Print every line of the data below word for word, with nothing added, dropped, or changed.

══ MATERIAL TO PROCESS ══

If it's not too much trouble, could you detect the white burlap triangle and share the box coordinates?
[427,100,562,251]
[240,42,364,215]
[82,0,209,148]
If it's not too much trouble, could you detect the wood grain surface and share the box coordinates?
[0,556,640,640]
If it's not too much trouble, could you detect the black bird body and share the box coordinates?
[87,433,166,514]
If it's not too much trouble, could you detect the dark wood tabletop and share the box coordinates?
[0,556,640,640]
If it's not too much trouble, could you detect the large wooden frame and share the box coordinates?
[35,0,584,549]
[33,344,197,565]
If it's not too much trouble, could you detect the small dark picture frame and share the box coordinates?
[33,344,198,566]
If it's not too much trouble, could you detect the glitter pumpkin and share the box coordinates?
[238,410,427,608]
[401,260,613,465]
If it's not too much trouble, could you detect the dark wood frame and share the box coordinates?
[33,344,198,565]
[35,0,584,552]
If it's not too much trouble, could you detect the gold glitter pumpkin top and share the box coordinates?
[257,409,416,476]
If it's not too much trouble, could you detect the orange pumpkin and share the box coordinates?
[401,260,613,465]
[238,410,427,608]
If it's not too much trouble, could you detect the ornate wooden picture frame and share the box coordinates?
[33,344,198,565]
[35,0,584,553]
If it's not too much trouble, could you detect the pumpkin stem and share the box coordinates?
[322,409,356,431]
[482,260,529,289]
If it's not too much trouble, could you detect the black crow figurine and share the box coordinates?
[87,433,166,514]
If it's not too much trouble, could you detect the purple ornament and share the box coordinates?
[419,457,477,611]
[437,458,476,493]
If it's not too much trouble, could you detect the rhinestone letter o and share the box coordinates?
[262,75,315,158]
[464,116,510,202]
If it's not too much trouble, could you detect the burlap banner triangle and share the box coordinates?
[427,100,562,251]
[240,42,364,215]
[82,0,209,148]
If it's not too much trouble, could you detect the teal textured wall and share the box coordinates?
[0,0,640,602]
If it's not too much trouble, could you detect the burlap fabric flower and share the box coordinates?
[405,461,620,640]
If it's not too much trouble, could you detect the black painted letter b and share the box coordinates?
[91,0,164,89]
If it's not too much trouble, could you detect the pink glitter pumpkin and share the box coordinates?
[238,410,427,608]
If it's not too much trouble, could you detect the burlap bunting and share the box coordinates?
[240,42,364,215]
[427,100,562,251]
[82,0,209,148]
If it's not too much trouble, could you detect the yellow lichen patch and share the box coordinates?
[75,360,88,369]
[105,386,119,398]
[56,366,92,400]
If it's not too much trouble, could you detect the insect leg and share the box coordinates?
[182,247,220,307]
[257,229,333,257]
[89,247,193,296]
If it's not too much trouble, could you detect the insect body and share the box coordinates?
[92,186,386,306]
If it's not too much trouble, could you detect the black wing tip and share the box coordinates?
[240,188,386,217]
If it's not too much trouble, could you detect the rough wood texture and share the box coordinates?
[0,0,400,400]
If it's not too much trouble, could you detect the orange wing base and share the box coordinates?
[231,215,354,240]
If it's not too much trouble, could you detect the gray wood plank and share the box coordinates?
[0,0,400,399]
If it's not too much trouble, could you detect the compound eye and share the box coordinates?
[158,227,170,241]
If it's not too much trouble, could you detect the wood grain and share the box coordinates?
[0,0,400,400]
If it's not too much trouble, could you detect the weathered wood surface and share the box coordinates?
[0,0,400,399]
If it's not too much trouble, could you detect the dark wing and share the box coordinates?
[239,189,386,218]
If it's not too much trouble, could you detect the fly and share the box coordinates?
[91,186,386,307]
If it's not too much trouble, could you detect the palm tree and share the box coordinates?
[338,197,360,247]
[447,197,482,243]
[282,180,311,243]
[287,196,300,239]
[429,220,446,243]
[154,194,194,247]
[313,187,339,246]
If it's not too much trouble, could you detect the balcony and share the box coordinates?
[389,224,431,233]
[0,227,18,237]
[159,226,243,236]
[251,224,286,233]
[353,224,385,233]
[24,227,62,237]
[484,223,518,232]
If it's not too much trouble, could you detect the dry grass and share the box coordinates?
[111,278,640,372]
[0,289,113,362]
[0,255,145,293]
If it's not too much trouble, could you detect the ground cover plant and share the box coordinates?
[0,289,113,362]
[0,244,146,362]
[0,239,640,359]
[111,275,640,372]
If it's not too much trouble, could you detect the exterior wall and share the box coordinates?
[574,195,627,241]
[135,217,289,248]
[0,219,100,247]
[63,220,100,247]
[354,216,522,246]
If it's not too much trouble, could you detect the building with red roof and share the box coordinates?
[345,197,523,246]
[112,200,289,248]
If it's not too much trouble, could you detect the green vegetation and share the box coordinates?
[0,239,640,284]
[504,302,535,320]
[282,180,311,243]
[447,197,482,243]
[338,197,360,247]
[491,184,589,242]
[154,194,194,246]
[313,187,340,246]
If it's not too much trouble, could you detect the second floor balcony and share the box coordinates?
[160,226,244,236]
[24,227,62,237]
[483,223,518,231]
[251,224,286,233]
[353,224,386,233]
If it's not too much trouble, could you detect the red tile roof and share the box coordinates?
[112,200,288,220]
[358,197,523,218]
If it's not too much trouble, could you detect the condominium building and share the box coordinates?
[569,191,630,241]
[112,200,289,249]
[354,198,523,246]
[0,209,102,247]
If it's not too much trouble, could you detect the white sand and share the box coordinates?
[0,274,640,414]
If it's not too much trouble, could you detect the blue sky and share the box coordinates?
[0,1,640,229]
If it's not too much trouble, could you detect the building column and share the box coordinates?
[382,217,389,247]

═══

ANSWER TO THE EXERCISE >>
If it's not too much trouble, could you detect the white burlap triangle and share the box coordinates?
[427,100,562,251]
[240,42,364,215]
[82,0,209,148]
If it's not too much trouble, could you detect the wood grain surface and share the box coordinates?
[0,556,640,640]
If it's not too much trouble, could you detect the black bird body and share the box coordinates?
[87,433,166,514]
If it's not too much trouble, could you detect the dark wood tabletop and share the box coordinates?
[0,556,640,640]
If it's not too much trouble, could you detect the large wooden frame and share the box coordinates?
[35,0,584,549]
[33,344,197,565]
If it's not too much trouble, could you detect the small dark picture frame and share the box coordinates?
[33,344,198,566]
If it's not too much trouble, could you detect the glitter pumpkin and share the box coordinates?
[238,410,427,608]
[401,260,613,465]
If it's not too much trouble, could you detect the dark wood frame and share the box coordinates?
[33,344,198,565]
[35,0,584,552]
If it's not too much trouble, could you detect the gold glitter pumpkin top and share the box coordinates?
[257,409,416,476]
If it's not too much trouble, could you detect the orange pumpkin and share the box coordinates?
[401,260,613,465]
[238,410,427,608]
If it's not too much trouble, could you detect the ornate wooden picture frame and share the box coordinates?
[33,344,198,565]
[35,0,584,553]
If it's not too much trouble, could you detect the pumpkin stem and share the box coordinates?
[322,409,356,431]
[482,260,529,289]
If it's not too much trouble, could you detect the black crow figurine and share the box coordinates?
[87,433,166,514]
If it's not too much trouble, could you detect the purple ornament and share the box coordinates?
[419,457,477,611]
[437,458,476,493]
If it's not too much trouble, could you detect the rhinestone letter o and share the box coordinates?
[262,75,315,158]
[464,116,510,202]
If it's not too much trouble, could you detect the burlap banner triangle and share the box coordinates?
[427,100,562,251]
[240,42,364,215]
[82,0,209,148]
If it's not too much trouble, could you detect the teal textured wall and share the box coordinates?
[0,0,640,602]
If it's not too much trouble, could you detect the burlap fabric flower and share the box coordinates?
[405,461,620,640]
If it's not too much trouble, could you detect the black painted letter b and share the box coordinates?
[91,0,164,89]
If it's not too much trouble, could you detect the pink glitter pumpkin and share the box coordinates?
[238,410,427,608]
If it's not too much trouble, could you detect the burlap bunting and share the box coordinates?
[240,42,364,215]
[427,100,562,251]
[82,0,209,148]
If it's not too much trouble, could you detect the yellow lichen patch and share the box coordinates?
[75,360,88,369]
[105,386,119,398]
[56,366,92,400]
If it's not too much trouble, could you detect the insect leg and share the box coordinates?
[182,247,220,307]
[257,229,333,257]
[89,247,193,296]
If it's not too much trouble, could you detect the insect body and share the box coordinates?
[92,186,386,306]
If it's not too much trouble, could you detect the black wing tip and share the box coordinates?
[240,188,386,217]
If it's not too much trouble, could you detect the rough wood texture and share the box coordinates?
[0,0,400,400]
If it's not too much trouble, could you detect the orange wing base and share the box coordinates?
[231,215,354,240]
If it's not too much trouble, could you detect the gray wood plank and share the box coordinates?
[0,0,400,399]
If it's not too much trouble, could you detect the compound eye and share the box coordinates?
[158,227,170,241]
If it's not too much trouble, could you detect the wood grain and share the box coordinates?
[0,0,400,400]
If it's not too much trouble, could you detect the weathered wood surface and share the box coordinates?
[0,0,400,399]
If it's not too much trouble, could you detect the dark wing and share the box coordinates?
[239,189,386,218]
If it's not too much trouble, could you detect the fly and share the box coordinates?
[91,186,386,307]
If it's not too much trouble, could you detect the palm tree and share the box coordinates?
[338,197,360,247]
[447,197,482,243]
[282,180,311,243]
[287,196,300,239]
[429,220,446,243]
[154,194,194,247]
[313,187,339,246]
If it's not too much trouble, could you detect the balcony and share the box coordinates?
[389,224,431,233]
[0,227,18,237]
[159,226,243,236]
[251,224,286,233]
[353,224,385,233]
[24,227,62,237]
[484,223,518,232]
If it's not too much trouble, could you detect the dry grass and share the box coordinates?
[111,278,640,372]
[0,289,113,362]
[0,255,145,293]
If it's not too much trouble, could you detect the ground cover plant and share the box coordinates?
[0,289,113,362]
[0,244,146,362]
[0,239,640,359]
[111,275,640,372]
If it's not too much trouble, could you detect the exterior wall and share the box coordinates?
[574,195,627,241]
[135,217,289,248]
[0,219,100,247]
[63,220,100,247]
[354,216,522,246]
If it's not too much trouble, could you detect the building with red roof and share the box coordinates?
[345,197,523,246]
[112,200,289,248]
If it's not too much trouble, could you detect the green vegetation and share the box coordinates?
[0,239,640,284]
[504,302,535,320]
[282,180,311,243]
[447,197,482,243]
[338,197,360,247]
[491,184,589,242]
[154,194,194,246]
[313,187,340,246]
If it's not too much trouble, could you detect the second floor balcony and share the box coordinates?
[160,226,244,236]
[24,227,62,237]
[483,223,518,231]
[251,224,286,233]
[353,224,386,233]
If it's not too much trouble, could you detect the red tile roof and share the box coordinates?
[112,200,288,220]
[358,197,523,218]
If it's not too much trouble, could you detect the condominium building and share the box coordinates?
[569,191,630,241]
[112,200,289,249]
[354,198,523,246]
[0,209,102,247]
If it's not too much trouble, could you detect the white sand and share the box coordinates?
[0,274,640,414]
If it's not too much trouble, could you detect the blue sky and share the box coordinates?
[0,1,640,229]
If it's not too much trouble, could you detect the building column and share the box coordinates?
[382,217,389,247]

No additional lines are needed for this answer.